▶ **必做任务 1**:
请把数据行从第一行起，到含有“column 212, row 264”的那一行为止，原样打印出来，首尾两行都算在内。

启动并行任务

目录

启动并行任务#

异步执行可以通过线程实现,使用 ThreadPoolExecutorInterpreterPoolExecutor,或者通过独立进程实现,使用 ProcessPoolExecutor。它们都实现了相同的接口,该接口由抽象的 Executor 类定义。

concurrent.futures.Executor

抽象类提供异步执行调用方法。要通过它的子类调用,而不是直接调用。

concurrent.futures.Executor.submit(fn, /, *args, **kwargs)

调度可调用对象 fn,以 fn(*args, **kwargs) 方式执行并返回代表该可调用对象的执行的 Future 对象。

import concurrent.futures

with concurrent.futures.ThreadPoolExecutor(max_workers=1) as executor:
    future = executor.submit(pow, 323, 1235)
    print(future.result())

map(fn, *iterables, timeout=None, chunksize=1)

类似于 map(fn, *iterables) 但有以下差异:

iterables 是立即执行而不是延迟执行的;

fn 是异步执行的并且可以并发对 fn 的多个调用。 如果 __next__() 被调用且从对 map() 原始调用 timeout 秒之后其结果还不可用则已返回的迭代器将引发 TimeoutErrortimeout 可以是整数或浮点数。如果 timeout 未指定或为 None,则不限制等待时间。

如果 fn 调用引发了异常,那么当从迭代器获取其值时该异常将被引发。

在使用 ProcessPoolExecutor 时,此方法将可迭代对象分割成若干块,然后将它们作为独立任务提交到池中。这些块的(大致)大小可以通过将 chunksize 设置为正整数来指定。对于非常长的可迭代对象,与默认值 1 相比,使用较大的 chunksize 可以显著提高性能。对于 ThreadPoolExecutorInterpreterPoolExecutorchunksize 则没有影响。

当可调用对象已关联了 Future 然后在等待另一个 Future 的结果时就会导致死锁情况。例如:

import time
import concurrent.futures

def wait_on_b():
    time.sleep(5)
    print(b.result())  # b 永远不会结束因为它在等待 a。
    return 5

def wait_on_a():
    time.sleep(5)
    print(a.result())  # a 永远不会结束因为它在等待 b。

▶ **必做任务 2**:
接着关于启动并行任务的文档正文的最后一句往下续写。

▶ **数据行**:

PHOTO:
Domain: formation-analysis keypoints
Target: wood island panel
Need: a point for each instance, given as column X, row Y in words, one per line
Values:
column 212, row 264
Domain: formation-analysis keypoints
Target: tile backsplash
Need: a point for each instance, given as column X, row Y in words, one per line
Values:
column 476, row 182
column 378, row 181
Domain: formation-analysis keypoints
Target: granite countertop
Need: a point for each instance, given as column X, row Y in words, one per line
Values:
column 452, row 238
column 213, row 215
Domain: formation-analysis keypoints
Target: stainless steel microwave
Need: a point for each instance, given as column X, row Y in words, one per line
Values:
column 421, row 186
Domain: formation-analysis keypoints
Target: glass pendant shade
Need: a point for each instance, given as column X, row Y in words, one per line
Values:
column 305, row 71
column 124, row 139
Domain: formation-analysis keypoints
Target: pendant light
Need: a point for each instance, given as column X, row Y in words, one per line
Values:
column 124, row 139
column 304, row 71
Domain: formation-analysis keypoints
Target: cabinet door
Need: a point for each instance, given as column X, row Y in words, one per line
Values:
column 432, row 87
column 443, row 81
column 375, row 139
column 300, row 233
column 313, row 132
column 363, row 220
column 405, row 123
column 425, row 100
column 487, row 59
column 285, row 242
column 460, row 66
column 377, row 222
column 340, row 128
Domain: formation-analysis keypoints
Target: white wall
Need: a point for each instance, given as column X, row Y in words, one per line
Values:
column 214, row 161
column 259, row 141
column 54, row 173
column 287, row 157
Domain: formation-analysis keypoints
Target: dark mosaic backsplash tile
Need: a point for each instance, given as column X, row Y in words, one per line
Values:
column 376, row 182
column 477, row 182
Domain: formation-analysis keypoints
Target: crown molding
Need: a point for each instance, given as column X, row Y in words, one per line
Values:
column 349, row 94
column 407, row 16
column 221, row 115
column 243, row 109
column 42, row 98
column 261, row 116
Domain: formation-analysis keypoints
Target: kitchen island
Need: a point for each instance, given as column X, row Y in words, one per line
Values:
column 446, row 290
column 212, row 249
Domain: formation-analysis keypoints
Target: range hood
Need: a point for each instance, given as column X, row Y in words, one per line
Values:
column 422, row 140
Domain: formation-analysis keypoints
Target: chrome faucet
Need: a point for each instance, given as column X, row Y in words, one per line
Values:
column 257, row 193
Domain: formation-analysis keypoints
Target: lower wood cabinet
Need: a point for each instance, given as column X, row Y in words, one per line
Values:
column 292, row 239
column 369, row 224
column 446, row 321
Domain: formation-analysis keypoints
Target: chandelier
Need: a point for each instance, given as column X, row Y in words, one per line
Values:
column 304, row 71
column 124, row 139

▶ **结果 1**:
PHOTO:
Domain: formation-analysis keypoints
Target: wood island panel
Need: a point for each instance, given as column X, row Y in words, one per line
Values:
column 212, row 264

▶ **结果 2**:
    return 6


with concurrent.futures.ThreadPoolExecutor(max_workers=2) as executor:
    a = executor.submit(wait_on_b)
    b = executor.submit(wait_on_a)

import time
import concurrent.futures


def wait_on_future():
    f = executor.submit(pow, 5, 2)
    # 这将永远不会完成因为只有一个工作线程
    # 并且它正在执行此函数。
    print(f.result())

with concurrent.futures.ThreadPoolExecutor(max_workers=1) as executor:
    executor.submit(wait_on_future)
import concurrent.futures
import urllib.request

URLS = ['http://www.foxnews.com/',
        'http://www.cnn.com/',
        'http://europe.wsj.com/',
        'http://www.bbc.co.uk/',
        'http://nonexistent-subdomain.python.org/']

# 检索单个网页并报告其 URL 及内容。
def load_url(url, timeout):
    with urllib.request.urlopen(url, timeout=timeout) as conn:
        return conn.read()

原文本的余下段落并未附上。